TEKS:
----
Mubaadalahnews.com,- Kenapa perempuan lebih rentan menjadi korban KDRT? Kekerasan terhadap perempuan dari tahun ke tahun semakin meningkat. Hal itu bisa dilihat dari data Komnas Perempuan selama tiga tahun terakhir dari tahun 2015-2017. Pelecehan, kekerasan verbal ataupun fisik, cukup banyak dirasakan perempuan di Indonesia.
Komnas Perempuan mencatat tahun 2015 ada sekitar 16.217 kasus. Angka itu meningkat di tahun 2016, ada sekitar 259.150 kasus. Angka kekerasan terus meningkat, hal itu bisa dilihat dari angka kekerasan terhadap perempuan tahun 2017 yang menyebutkan 348.466 kasus.
“Dari kekerasan yang menimpa perempuan, yang paling banyak terjadi pada kekerasan dalam rumah tangga (KDRT),” kata Direktur Eksekutif Rahima, Pusat Pendidikan dan informasi Hak-hak Perempuan dalam Islam, AD Eridani kepada Mubaadalahnews melalui pesan tertulisnya, 11 Desember 2018.
Dia mengaku heran kenapa angka kekerasan terhadap perempuan terus meningkat seperti catatan tahunan Komnas Perempuan. Padahal sudah ada Undang-Undang Penghapusan KDRT nomor 23 tahun 2004. Nyatanya hal itu tidak cukup untuk mencegah atau bahkan mengurangi kekerasan terhadap perempuan dan anak.
“Kekerasan terhadap perempuan dan anak terjadi di ruang publik maupun domestik,” ucapnya.
Persoalannya, lanjut dia, kekerasan bukan hanya persoalan struktural, tetapi juga kultural. Bahkan banyak yang memandang persoalan kultural ini lebih mendasar.
“Ini adalah cara pandang terhadap perempuan yang terbangun berdasarkan nilai-nilai dan ajaran-ajaran telah merasuk dalam diri masyarakat, baik secara individual, maupun secara institusional,” terangnya.
----
BAGIAN LATIHAN:
[1] Tulis ulang bagian artikel tentang kekerasan terhadap perempuan mulai dari "Dia mengaku heran" sampai dengan "perempuan dan anak.", lalu ubah "heran" menjadi "bingung".
[2] Jawab pertanyaan berikut berdasarkan artikel tentang kekerasan terhadap perempuan:
(a) Berapa kasus kekerasan terhadap perempuan yang dicatat Komnas Perempuan pada tahun 2016?
(b) Apa nomor dan tahun Undang-Undang Penghapusan KDRT?
(c) Pada tanggal berapa AD Eridani menyampaikan pesan tertulisnya kepada Mubaadalahnews?
[3] Lanjutkan artikel tentang kekerasan terhadap perempuan setelah kalimat terakhirnya.
----
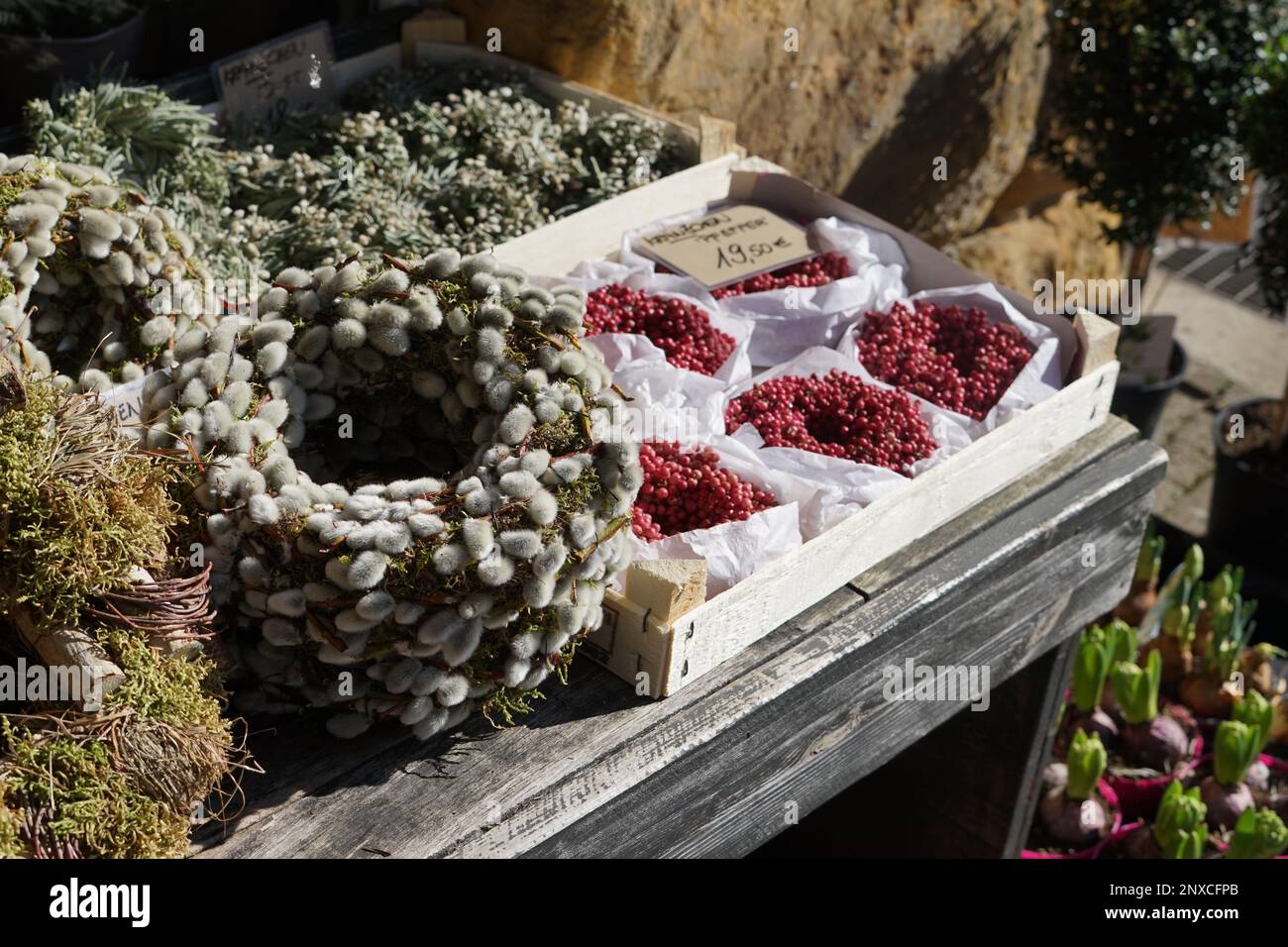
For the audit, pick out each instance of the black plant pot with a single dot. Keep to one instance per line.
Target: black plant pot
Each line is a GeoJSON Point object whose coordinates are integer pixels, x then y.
{"type": "Point", "coordinates": [1142, 403]}
{"type": "Point", "coordinates": [34, 65]}
{"type": "Point", "coordinates": [1249, 496]}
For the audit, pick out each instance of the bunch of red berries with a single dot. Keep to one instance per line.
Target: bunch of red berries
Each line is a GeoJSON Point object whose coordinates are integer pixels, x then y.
{"type": "Point", "coordinates": [836, 415]}
{"type": "Point", "coordinates": [816, 270]}
{"type": "Point", "coordinates": [952, 357]}
{"type": "Point", "coordinates": [688, 489]}
{"type": "Point", "coordinates": [682, 330]}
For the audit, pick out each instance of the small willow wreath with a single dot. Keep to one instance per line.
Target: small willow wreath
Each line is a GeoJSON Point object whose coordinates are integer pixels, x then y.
{"type": "Point", "coordinates": [416, 489]}
{"type": "Point", "coordinates": [115, 277]}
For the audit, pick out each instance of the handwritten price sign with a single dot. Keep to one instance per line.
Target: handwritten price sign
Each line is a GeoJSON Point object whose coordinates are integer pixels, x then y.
{"type": "Point", "coordinates": [726, 245]}
{"type": "Point", "coordinates": [262, 85]}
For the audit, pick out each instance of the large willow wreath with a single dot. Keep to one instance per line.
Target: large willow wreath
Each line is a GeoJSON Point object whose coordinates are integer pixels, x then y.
{"type": "Point", "coordinates": [416, 484]}
{"type": "Point", "coordinates": [112, 278]}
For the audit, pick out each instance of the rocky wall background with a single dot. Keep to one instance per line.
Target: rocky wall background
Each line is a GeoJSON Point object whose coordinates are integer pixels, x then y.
{"type": "Point", "coordinates": [876, 90]}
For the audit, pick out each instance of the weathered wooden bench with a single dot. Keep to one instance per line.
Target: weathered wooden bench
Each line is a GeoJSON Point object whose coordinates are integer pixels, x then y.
{"type": "Point", "coordinates": [773, 735]}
----
HASIL:
[1]
Dia mengaku bingung kenapa angka kekerasan terhadap perempuan terus meningkat seperti catatan tahunan Komnas Perempuan. Padahal sudah ada Undang-Undang Penghapusan KDRT nomor 23 tahun 2004. Nyatanya hal itu tidak cukup untuk mencegah atau bahkan mengurangi kekerasan terhadap perempuan dan anak.

[2]
(a) Sekitar 259.150 kasus.
(b) Nomor 23 tahun 2004.
(c) 11 Desember 2018.

[3]
Kekerasan Pengaruhi Masa Depan Anak
Selain itu, kekerasan terhadap anak tentu akan mempengaruhi mental anak, dan bisa menjadi trauma, yang akan mempengaruhi kehidupannya, sedangkan anak itu adalah masa depan.
“Yang menjadi rumah tangga menjadi berantakan, dan ibu mengancam keberlangsungan kehidupan masyarakat, karena masyarakat itu basisnya adalah rumah tangga,” terangnya.
Dia menilai, ada berbagai hal yang menjadi menyebab terjadinya kekerasan terhadap anak dan perempuan. Ternyata persoalan kekerasan bukan hanya persoalan struktural. Tetapi juga persoalan budaya.
“Budaya partiarkhi yang sudah merasuk kedalam diri, bukan hanya pada individu tetapi juga institusi masyarakat. Budaya partiarkhi di perkuat oleh pemahaman dan pandangan keagamaan yang bias gender,” jelasnya.
Sebagaimana diketahui masyarakat Indonesia, kata dia, adalah masyarakat agamis. Hampir semua tindakan diupayakan memperoleh pembenaran agama. Sedangkan di dalam masyarakat berkembang pandangan keagamaan yang menempatkan perempuan dipinggiran.
“Pandangan keagamaan yang merendahkan, yang kemudian mengakibatkan tindakan kekerasan kepada perempan dan anak,” ucapnya.
Sesungguhnya pandangan keagamaan yang berkembang adalah tafsir atas ajaran atau teks-teks keagamaan. Menurutnya, hal itu bisa jadi mengacu kepada sumber-sumber yang memiliki otoritas untuk menafsirkan ajaran agama, sehingga dianggap ajaran atau penafsiran agama itu sendiri.
“Memandang rendah perempuan, memingggirkannya, kemudian melakukan tindakan kekerasan kepadanya bertentangan, yang juga berarti merendahkan kemanusiaan, dan hal itu bertentangan dengan agama itu sendiri,” tegasnya.
Islam Tidak Merendahkan Perempuan
Sebab, menurutnya, agama dengan dasar ketauhidan, justru untuk membebaskan manusia dari tindakan yang merendahkan kemanusiaan. Tindakan-tindakan merendahkan kemanusiaan disebut tindakan-tindakah bodoh yang lazim disebut jahiliyah.
Jadi persoalan bukan pada agama tetapi pada pandangan keagamaan, pada tafsir terhadap teks-teks keagamaan, pemahaman terhadap ajaran-ajaran agama yang terbentuk di bawah pengaruh sosial, politik dan budaya.
“Dan pada akhirnya berbalik memperkuat padangan budaya itu sendiri,” imbuhnya.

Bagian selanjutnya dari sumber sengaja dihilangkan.